*** Data shown ***
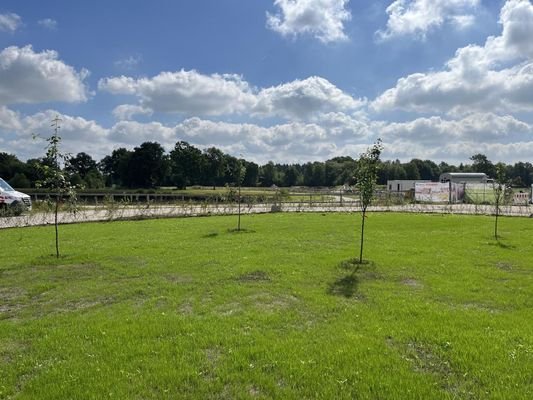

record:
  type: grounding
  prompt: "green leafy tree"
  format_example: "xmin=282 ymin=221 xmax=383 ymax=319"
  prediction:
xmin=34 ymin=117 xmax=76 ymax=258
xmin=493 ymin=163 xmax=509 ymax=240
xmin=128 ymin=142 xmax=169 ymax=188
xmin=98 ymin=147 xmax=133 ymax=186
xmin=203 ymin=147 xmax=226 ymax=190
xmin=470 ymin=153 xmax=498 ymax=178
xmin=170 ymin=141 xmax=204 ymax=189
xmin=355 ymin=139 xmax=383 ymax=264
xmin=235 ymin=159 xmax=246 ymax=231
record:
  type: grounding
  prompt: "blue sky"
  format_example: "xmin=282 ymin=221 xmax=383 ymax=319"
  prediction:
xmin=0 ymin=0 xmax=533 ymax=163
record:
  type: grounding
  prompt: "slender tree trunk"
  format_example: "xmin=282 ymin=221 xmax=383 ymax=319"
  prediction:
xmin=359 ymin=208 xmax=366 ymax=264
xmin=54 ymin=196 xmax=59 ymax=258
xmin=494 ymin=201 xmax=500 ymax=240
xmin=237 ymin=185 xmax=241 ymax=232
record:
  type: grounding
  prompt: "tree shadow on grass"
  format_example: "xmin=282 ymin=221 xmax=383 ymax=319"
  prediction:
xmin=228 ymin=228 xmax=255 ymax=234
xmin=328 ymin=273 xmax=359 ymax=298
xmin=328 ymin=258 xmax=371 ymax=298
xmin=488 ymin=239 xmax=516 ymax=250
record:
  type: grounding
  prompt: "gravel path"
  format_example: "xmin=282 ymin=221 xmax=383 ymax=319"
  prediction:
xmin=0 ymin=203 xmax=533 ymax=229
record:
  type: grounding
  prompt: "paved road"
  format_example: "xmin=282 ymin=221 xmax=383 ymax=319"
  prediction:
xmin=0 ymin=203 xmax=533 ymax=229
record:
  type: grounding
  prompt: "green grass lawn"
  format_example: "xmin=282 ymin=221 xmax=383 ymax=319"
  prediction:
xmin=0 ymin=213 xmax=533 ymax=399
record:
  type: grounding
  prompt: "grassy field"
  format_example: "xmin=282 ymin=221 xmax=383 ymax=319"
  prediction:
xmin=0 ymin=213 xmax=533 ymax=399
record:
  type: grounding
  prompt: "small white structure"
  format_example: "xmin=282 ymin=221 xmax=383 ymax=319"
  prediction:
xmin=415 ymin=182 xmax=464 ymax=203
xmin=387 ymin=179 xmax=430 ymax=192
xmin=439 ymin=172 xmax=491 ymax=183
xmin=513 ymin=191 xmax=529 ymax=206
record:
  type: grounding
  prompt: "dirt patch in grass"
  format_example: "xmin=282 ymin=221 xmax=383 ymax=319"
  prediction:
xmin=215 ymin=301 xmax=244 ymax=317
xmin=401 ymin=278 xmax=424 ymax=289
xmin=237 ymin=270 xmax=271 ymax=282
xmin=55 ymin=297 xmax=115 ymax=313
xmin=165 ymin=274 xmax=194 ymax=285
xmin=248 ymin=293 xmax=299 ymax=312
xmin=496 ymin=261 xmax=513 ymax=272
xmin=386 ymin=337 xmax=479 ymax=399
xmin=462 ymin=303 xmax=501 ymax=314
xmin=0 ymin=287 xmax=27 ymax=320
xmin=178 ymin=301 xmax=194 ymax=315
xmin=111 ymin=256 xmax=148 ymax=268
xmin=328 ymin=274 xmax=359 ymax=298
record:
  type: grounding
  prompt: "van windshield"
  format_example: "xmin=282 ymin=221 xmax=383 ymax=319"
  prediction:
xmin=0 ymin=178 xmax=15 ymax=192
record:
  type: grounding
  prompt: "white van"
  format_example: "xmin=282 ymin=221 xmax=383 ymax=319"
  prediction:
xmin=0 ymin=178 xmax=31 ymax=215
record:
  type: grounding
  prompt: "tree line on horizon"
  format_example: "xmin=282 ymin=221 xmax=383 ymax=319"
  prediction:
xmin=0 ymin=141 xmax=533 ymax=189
***
*** Data shown ***
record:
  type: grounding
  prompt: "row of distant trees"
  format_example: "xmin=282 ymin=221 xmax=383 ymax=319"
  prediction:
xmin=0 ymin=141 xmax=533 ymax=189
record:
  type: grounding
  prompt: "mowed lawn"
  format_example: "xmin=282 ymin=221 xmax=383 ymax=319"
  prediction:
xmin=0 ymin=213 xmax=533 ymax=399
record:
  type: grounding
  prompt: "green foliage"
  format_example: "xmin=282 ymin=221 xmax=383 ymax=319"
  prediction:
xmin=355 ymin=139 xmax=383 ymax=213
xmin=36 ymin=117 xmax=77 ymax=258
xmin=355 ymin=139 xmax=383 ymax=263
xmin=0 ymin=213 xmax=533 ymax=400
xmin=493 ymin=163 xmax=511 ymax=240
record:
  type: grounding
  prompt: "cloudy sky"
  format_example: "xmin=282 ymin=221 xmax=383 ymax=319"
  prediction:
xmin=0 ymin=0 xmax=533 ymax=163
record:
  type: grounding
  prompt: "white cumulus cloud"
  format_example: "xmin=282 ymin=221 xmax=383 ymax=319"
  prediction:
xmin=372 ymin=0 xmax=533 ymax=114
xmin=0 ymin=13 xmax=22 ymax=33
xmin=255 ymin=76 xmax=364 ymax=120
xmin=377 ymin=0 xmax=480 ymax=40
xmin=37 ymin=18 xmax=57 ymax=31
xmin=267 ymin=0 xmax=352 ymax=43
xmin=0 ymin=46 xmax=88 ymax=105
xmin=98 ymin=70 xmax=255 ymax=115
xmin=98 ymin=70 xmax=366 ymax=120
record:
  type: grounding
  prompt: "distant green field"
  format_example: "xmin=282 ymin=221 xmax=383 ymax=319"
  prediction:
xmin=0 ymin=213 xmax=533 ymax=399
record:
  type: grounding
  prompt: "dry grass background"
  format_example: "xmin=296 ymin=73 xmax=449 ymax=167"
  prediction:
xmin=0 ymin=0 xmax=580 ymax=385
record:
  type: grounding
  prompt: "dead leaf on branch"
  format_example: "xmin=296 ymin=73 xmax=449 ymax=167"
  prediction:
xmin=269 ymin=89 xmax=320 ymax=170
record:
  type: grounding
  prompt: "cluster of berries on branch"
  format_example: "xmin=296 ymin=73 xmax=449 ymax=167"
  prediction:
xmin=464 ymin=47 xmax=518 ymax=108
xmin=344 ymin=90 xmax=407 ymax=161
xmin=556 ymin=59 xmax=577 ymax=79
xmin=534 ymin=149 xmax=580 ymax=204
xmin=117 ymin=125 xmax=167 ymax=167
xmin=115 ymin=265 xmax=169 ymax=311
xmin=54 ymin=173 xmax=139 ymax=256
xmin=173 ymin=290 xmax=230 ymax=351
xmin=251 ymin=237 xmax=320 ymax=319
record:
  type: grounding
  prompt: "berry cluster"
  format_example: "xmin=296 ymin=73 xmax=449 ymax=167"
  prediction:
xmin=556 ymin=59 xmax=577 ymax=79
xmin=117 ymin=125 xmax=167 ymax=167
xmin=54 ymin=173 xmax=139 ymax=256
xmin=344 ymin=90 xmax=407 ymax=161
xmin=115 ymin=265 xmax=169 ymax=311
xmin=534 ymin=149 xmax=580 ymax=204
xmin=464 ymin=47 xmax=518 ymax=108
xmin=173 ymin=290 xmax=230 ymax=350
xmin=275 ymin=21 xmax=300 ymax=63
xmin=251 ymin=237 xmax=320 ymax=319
***
= Task goal =
Pull out every line of the material above that contains the string "branch".

= Exercise response =
  prompt: "dead leaf on branch"
  prompt: "cluster of berries on branch"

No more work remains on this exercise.